# WHAT NEEDS TO BE DONE:
Would you please set down the lines of the data from the one containing "Query: rooftop" to the final line, exactly and only those?
--- RECORDS SUPPLIED Enclosed Below ---
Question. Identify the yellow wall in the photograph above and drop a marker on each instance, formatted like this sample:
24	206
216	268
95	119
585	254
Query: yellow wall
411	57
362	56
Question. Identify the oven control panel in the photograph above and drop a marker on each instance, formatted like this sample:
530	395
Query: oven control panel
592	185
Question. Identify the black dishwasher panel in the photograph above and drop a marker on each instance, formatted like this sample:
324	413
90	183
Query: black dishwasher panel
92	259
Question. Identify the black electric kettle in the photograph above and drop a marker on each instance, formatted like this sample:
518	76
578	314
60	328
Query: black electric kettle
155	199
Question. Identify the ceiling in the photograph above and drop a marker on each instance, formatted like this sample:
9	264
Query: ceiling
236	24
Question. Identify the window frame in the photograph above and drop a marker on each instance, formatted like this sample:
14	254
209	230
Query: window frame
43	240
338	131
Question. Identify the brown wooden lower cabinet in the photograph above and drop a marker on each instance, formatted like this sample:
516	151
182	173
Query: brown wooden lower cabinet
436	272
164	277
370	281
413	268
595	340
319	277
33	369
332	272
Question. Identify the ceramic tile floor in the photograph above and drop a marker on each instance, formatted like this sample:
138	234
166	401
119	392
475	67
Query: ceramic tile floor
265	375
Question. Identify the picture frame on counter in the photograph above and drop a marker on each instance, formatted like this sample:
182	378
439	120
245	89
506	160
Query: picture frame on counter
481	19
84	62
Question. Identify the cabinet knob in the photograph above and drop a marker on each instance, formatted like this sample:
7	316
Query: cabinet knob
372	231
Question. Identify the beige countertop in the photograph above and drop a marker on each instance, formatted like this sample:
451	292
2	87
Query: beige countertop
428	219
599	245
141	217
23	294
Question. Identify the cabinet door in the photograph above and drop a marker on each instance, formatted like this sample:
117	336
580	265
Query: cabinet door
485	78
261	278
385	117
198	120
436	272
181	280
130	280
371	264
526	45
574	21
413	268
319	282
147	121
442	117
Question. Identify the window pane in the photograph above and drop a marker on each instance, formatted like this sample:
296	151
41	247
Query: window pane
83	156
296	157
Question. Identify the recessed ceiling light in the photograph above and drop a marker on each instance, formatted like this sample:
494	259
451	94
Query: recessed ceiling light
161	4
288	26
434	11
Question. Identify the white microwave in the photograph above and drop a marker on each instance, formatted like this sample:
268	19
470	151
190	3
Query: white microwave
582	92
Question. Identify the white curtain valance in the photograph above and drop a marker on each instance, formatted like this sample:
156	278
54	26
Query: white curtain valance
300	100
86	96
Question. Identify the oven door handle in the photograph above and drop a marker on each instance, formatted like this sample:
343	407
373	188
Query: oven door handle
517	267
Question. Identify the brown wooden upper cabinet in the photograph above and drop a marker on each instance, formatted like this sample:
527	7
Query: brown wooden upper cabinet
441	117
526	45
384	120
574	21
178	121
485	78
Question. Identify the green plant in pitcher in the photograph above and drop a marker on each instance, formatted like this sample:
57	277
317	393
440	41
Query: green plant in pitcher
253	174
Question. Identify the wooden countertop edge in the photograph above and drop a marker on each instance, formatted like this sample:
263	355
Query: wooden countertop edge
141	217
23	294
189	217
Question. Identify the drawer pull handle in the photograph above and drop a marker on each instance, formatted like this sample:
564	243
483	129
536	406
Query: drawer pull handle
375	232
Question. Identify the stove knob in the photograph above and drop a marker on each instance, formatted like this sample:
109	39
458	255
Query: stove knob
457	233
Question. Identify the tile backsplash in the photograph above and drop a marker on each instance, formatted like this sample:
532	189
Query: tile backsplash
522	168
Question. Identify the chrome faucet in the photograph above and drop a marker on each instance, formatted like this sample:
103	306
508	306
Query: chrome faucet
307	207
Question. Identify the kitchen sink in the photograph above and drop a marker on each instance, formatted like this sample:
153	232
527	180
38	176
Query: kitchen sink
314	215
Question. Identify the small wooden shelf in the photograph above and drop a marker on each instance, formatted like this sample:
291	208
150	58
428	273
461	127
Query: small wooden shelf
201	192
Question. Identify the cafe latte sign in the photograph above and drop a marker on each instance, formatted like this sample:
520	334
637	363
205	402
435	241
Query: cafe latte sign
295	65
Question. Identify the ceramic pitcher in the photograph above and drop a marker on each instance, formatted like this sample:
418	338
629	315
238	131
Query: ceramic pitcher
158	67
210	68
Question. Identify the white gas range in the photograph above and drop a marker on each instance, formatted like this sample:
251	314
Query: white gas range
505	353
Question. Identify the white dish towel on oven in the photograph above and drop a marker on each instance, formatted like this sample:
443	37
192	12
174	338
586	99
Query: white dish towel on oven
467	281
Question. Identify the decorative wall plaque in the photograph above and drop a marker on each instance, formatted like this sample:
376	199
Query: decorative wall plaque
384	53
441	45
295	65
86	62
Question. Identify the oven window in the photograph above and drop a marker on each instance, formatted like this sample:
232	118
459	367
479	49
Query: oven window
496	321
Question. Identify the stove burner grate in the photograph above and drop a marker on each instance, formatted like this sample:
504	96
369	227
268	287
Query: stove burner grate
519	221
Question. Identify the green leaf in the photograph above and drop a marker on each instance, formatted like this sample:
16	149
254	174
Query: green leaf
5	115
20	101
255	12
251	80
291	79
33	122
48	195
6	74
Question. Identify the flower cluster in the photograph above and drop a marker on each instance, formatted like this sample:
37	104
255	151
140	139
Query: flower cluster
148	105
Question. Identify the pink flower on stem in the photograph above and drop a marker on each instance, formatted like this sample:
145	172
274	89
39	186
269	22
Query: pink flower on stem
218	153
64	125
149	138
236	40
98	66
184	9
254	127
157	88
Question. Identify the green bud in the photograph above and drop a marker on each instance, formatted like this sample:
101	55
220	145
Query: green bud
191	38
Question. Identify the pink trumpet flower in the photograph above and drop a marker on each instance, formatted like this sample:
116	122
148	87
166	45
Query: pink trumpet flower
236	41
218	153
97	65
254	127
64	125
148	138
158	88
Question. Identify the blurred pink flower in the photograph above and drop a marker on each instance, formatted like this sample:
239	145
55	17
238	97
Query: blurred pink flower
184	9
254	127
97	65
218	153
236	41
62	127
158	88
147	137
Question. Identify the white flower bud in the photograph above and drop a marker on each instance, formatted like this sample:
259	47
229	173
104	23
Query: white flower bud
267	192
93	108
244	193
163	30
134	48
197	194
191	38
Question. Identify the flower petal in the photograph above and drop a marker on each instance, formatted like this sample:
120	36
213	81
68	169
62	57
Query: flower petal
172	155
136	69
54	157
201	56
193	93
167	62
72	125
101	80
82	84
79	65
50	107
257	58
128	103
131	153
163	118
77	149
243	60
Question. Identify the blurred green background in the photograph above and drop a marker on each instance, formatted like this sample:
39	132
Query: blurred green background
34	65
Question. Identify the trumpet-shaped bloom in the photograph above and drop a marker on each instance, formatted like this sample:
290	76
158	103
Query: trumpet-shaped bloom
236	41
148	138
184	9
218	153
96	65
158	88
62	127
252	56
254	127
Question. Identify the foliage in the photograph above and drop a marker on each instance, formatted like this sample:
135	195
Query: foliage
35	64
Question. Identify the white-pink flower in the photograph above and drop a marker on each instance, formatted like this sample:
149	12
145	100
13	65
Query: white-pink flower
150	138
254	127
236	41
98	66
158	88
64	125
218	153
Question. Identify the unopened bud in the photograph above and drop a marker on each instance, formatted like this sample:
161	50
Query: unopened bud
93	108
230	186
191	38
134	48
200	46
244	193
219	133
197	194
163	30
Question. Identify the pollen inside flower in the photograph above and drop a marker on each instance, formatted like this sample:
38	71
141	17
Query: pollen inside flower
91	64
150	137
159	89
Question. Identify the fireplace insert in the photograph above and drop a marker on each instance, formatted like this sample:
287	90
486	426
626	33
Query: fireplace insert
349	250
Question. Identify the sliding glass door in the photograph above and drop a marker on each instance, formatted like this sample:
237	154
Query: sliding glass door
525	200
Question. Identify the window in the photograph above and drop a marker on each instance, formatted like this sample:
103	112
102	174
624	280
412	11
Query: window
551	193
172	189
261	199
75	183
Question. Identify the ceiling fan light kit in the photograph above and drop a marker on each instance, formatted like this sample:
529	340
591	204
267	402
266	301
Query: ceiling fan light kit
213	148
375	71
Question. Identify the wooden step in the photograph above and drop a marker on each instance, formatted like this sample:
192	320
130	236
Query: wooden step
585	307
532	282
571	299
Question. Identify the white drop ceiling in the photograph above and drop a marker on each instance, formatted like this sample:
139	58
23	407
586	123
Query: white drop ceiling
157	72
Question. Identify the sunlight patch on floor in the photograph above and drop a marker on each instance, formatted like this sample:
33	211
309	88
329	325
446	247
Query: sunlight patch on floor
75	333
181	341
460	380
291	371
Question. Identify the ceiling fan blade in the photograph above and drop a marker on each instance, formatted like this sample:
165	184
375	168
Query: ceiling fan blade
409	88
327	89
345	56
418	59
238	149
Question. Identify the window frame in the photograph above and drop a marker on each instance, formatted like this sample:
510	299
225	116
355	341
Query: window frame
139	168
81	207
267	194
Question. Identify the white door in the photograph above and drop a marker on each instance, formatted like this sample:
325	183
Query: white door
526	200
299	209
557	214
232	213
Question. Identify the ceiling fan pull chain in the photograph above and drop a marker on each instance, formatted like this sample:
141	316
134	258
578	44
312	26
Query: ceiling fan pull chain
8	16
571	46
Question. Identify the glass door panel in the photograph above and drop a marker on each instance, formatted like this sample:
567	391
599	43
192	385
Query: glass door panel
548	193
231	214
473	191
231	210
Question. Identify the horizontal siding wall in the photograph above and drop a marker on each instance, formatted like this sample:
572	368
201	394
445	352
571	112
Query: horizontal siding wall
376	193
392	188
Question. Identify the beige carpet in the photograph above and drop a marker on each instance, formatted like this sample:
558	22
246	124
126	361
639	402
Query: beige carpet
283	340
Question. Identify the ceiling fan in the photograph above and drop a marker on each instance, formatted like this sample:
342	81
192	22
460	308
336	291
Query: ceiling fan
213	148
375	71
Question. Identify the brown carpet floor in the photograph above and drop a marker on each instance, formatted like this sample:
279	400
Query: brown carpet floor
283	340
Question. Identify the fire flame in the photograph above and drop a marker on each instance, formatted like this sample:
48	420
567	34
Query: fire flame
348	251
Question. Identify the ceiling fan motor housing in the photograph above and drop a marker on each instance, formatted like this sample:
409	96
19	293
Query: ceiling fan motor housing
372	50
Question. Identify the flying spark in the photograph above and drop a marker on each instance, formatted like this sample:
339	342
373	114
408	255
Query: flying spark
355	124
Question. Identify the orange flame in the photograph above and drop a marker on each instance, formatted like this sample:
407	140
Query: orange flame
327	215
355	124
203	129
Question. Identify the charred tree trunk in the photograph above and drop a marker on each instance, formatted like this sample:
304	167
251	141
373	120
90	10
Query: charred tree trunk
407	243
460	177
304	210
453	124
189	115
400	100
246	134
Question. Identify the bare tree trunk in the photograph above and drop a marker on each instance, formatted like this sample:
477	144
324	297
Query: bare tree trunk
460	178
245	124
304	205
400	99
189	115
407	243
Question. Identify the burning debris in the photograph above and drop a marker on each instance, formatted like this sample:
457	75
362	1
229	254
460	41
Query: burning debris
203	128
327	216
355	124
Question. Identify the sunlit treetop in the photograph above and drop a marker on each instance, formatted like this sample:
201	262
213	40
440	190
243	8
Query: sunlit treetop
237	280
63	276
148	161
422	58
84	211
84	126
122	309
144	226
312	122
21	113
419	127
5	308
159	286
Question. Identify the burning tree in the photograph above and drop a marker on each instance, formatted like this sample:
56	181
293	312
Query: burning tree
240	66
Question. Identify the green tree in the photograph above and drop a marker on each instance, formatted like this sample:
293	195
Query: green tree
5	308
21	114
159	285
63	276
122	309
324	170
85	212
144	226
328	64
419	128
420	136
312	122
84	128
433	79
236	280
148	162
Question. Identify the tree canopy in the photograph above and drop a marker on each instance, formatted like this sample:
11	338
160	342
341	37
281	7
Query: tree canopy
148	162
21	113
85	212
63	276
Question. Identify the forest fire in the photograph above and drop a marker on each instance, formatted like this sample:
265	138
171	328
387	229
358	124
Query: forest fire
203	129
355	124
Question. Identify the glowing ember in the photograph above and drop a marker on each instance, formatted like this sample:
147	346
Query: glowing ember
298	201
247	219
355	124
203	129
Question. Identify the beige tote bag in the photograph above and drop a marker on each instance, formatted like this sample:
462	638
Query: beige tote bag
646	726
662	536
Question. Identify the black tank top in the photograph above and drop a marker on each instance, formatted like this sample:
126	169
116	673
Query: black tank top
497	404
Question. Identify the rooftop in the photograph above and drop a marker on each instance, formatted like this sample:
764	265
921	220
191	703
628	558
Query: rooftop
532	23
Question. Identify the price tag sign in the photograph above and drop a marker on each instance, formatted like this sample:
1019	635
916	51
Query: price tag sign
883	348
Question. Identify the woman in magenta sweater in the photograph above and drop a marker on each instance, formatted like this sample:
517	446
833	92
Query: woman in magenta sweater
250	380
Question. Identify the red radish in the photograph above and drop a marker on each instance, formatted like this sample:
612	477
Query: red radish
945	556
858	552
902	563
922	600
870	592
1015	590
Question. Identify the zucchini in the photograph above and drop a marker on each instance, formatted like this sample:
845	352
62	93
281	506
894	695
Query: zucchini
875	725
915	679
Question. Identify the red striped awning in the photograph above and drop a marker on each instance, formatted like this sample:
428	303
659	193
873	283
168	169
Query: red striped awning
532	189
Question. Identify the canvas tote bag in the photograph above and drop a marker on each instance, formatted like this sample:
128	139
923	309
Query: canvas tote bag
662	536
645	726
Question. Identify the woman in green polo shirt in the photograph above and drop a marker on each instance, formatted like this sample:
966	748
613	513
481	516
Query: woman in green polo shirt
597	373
--- End of Enclosed RECORDS SUPPLIED ---
# TASK OUTPUT:
Query: rooftop
532	23
Question. Identify the price tag sign in the photograph above and drop a marker on each instance, formatted like this sample:
1019	635
916	51
Query: price tag sign
883	348
Question. Identify the woman in magenta sweater in the photograph above and drop a marker on each instance, formatted like this sample:
517	446
833	92
Query: woman in magenta sweater
250	380
Question. Identify the red radish in the photograph above and drop a marker on each instance, formatted like this sample:
612	477
Query: red radish
945	556
858	552
902	563
922	600
870	592
1015	590
Question. Identify the zucchini in the photograph above and drop a marker on each instance, formatted like this sample:
845	352
62	93
281	506
894	695
Query: zucchini
875	725
915	679
Question. Identify the red striped awning in the photograph above and drop a marker on each instance, formatted like this sample:
428	303
659	193
873	283
168	169
Query: red striped awning
532	189
Question. Identify the canvas tote bag in the photograph above and drop a marker on each instance, formatted like this sample:
128	139
923	309
Query: canvas tote bag
662	536
645	726
Question. Identify the woman in green polo shirt in the photograph above and drop a marker on each instance, formatted like this sample:
966	748
613	513
481	516
Query: woman in green polo shirt
597	373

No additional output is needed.